### [Rows]
--------------------
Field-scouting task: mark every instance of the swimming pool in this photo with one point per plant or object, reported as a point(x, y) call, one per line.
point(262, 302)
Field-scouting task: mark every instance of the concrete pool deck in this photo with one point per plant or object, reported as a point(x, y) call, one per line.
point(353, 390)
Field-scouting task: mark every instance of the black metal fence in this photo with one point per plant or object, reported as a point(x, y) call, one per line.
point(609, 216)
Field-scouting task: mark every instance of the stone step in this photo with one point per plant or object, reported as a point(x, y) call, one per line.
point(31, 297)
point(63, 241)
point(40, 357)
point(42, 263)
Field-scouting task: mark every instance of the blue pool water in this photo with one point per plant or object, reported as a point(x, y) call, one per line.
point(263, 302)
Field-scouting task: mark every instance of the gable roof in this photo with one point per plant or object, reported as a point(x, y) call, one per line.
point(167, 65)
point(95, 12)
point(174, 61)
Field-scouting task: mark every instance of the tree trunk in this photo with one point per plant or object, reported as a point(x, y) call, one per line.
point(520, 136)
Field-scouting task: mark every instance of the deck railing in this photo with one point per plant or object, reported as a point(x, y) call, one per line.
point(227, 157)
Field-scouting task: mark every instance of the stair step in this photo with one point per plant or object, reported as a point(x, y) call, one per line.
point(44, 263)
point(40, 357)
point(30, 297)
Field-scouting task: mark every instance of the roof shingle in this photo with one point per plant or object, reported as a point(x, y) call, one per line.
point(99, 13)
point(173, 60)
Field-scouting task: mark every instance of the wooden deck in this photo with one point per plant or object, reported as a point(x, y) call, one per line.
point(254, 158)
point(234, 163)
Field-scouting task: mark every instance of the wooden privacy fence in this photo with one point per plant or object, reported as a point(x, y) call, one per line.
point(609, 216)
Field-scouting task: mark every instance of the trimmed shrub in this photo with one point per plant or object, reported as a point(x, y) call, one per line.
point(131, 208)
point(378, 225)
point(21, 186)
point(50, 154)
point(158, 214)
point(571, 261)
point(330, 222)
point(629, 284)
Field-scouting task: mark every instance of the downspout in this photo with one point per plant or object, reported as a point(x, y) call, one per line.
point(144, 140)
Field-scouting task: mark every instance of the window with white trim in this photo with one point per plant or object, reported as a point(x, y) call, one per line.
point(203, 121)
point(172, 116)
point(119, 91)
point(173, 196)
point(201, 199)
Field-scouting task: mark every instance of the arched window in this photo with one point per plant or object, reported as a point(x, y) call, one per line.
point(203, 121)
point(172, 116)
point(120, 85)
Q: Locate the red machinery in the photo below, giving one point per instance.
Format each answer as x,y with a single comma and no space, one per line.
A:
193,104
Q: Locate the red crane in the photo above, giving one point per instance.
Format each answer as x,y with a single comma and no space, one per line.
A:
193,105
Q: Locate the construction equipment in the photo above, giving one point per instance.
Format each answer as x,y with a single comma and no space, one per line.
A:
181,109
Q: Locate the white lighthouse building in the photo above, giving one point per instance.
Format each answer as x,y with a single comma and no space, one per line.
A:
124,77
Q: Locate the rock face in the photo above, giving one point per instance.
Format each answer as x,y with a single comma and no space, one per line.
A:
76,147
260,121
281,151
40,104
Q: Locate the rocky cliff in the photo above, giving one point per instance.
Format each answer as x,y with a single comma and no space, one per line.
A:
--------------------
Output every line of the items above as a two-column Markdown table, with columns named "Row" and "Line". Number the rows in order, and leave out blank lines.

### [Result of the task]
| Row | Line |
|---|---|
| 1 | Field-scouting task: mark every instance of the swimming pool in this photo with one point per plant or object, reported as a point(x, y) call, one per line. |
| 2 | point(262, 302) |
| 3 | Field-scouting task: mark every instance of the concrete pool deck in this photo with one point per plant or object, reported as a point(x, y) call, one per line. |
| 4 | point(353, 390) |
| 5 | Field-scouting task: mark every instance of the black metal fence in this photo with one point per plant or object, reported as a point(x, y) call, one per line. |
| 6 | point(609, 216) |
| 7 | Field-scouting task: mark every instance of the stone step in this photo with one point per plant or object, reported as a point(x, y) call, one per line. |
| 8 | point(31, 297) |
| 9 | point(63, 241) |
| 10 | point(40, 357) |
| 11 | point(42, 263) |
| 12 | Field-scouting task: mark every instance of the blue pool water in this photo with one point per plant or object, reported as a point(x, y) call, one per line. |
| 13 | point(263, 302) |
| 14 | Field-scouting task: mark every instance of the gable roof in this photo with one point per plant or object, reported as a point(x, y) call, one per line. |
| 15 | point(167, 65) |
| 16 | point(95, 12) |
| 17 | point(174, 61) |
| 18 | Field-scouting task: mark every instance of the tree trunk in this photo with one point per plant or object, reported as a point(x, y) call, one per line. |
| 19 | point(520, 136) |
| 20 | Field-scouting task: mark every instance of the deck railing in this photo with one point per plant or object, reported as a point(x, y) call, one per line. |
| 21 | point(227, 157) |
| 22 | Field-scouting task: mark every instance of the stair step in this photo with one point per plant or object, reported as a point(x, y) call, one per line. |
| 23 | point(44, 263) |
| 24 | point(40, 357) |
| 25 | point(30, 297) |
| 26 | Field-scouting task: mark every instance of the roof shingle in this photo with one point per plant or object, reported as a point(x, y) call, one per line. |
| 27 | point(99, 13) |
| 28 | point(173, 60) |
| 29 | Field-scouting task: mark every instance of the wooden deck in this photo with one point per plant or object, reported as a point(x, y) call, one per line. |
| 30 | point(254, 158) |
| 31 | point(234, 163) |
| 32 | Field-scouting task: mark every instance of the wooden privacy fence in this photo with one point per plant or object, reported as a point(x, y) call, one per line. |
| 33 | point(609, 216) |
| 34 | Field-scouting task: mark every instance of the trimmed shrub in this photo with one point per plant or object, reported as a point(x, y) call, one per line. |
| 35 | point(131, 208) |
| 36 | point(378, 225) |
| 37 | point(21, 186) |
| 38 | point(50, 154) |
| 39 | point(158, 214) |
| 40 | point(571, 261) |
| 41 | point(330, 222) |
| 42 | point(629, 284) |
| 43 | Field-scouting task: mark every instance of the downspout in this photo with one point per plant or object, reported as a point(x, y) call, one per line. |
| 44 | point(144, 140) |
| 45 | Field-scouting task: mark every instance of the window with white trim in this photo with one point per plant or object, reported as a point(x, y) call, one per line. |
| 46 | point(203, 121) |
| 47 | point(172, 116) |
| 48 | point(119, 91) |
| 49 | point(173, 196) |
| 50 | point(201, 199) |
| 51 | Field-scouting task: mark every instance of the arched window in this photo with one point per plant or object, reported as a point(x, y) call, one per line. |
| 52 | point(203, 121) |
| 53 | point(172, 116) |
| 54 | point(120, 85) |
| 55 | Q: Locate the red machinery in the photo below, giving one point per instance. |
| 56 | Format each answer as x,y with a single comma and no space, one per line. |
| 57 | A: |
| 58 | 193,104 |
| 59 | Q: Locate the red crane in the photo above, giving one point per instance. |
| 60 | Format each answer as x,y with a single comma and no space, one per line. |
| 61 | A: |
| 62 | 193,105 |
| 63 | Q: Locate the construction equipment in the photo above, giving one point per instance. |
| 64 | Format each answer as x,y with a single comma and no space, one per line. |
| 65 | A: |
| 66 | 181,109 |
| 67 | Q: Locate the white lighthouse building in the photo above, giving one point per instance. |
| 68 | Format each answer as x,y with a single comma and no space, one per line. |
| 69 | A: |
| 70 | 124,77 |
| 71 | Q: Locate the rock face in the photo above, giving one point per instance. |
| 72 | Format each answer as x,y with a single comma and no space, one per line. |
| 73 | A: |
| 74 | 76,147 |
| 75 | 260,121 |
| 76 | 281,151 |
| 77 | 40,104 |
| 78 | Q: Locate the rocky cliff in the photo above, giving one point per instance. |
| 79 | Format each answer as x,y with a single comma and no space, one per line. |
| 80 | A: |